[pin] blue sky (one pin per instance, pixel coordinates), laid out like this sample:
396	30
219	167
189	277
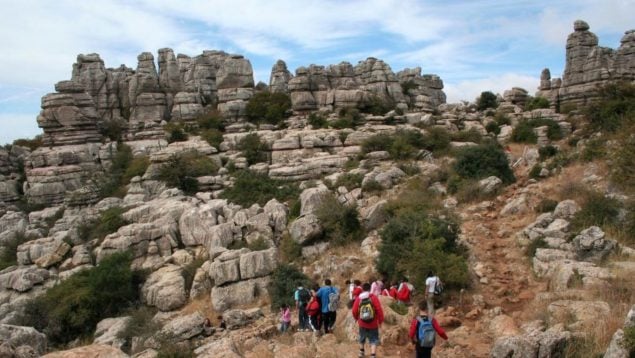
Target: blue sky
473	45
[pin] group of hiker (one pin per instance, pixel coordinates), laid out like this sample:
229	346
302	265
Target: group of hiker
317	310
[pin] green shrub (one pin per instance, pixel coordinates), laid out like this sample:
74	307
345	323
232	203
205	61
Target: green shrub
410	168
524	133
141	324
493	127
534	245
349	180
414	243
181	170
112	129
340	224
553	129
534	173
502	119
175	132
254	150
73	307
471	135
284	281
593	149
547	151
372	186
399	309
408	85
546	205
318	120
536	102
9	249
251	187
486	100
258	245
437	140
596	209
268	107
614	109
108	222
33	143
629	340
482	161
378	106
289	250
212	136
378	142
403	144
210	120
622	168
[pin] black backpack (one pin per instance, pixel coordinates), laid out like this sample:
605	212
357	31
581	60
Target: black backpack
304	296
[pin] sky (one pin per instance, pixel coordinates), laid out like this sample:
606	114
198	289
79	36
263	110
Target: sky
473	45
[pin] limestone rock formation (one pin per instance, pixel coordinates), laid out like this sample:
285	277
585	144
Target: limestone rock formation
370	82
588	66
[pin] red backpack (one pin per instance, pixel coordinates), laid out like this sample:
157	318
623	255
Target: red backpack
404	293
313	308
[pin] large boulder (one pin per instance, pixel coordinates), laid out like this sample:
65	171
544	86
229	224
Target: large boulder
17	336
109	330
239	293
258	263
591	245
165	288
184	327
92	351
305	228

==

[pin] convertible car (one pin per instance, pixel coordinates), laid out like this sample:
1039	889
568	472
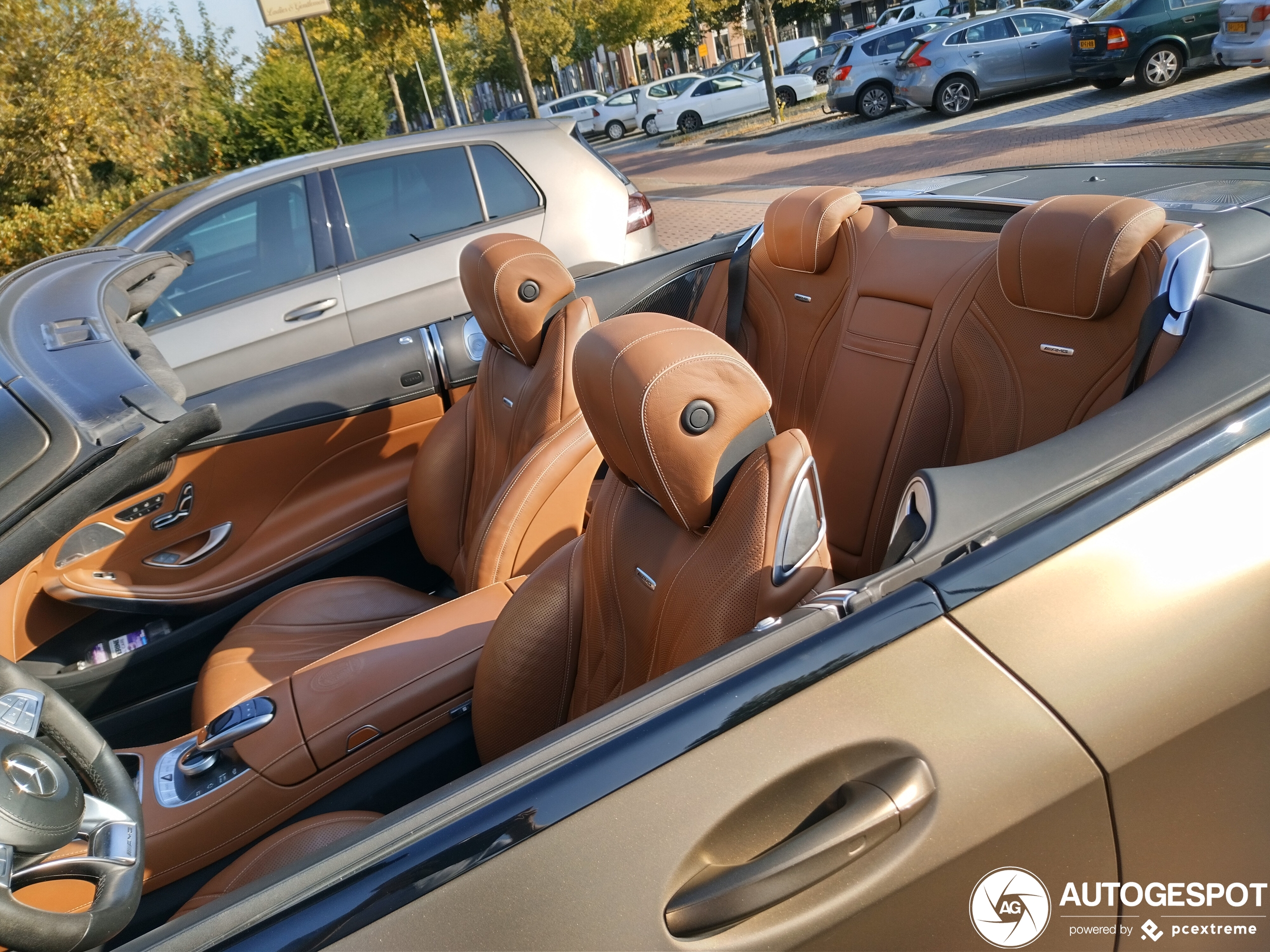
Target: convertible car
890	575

Written problem:
How many of the lines in the records above contain the string "shrub"? Case matters. Reply with the number only.

Full output:
2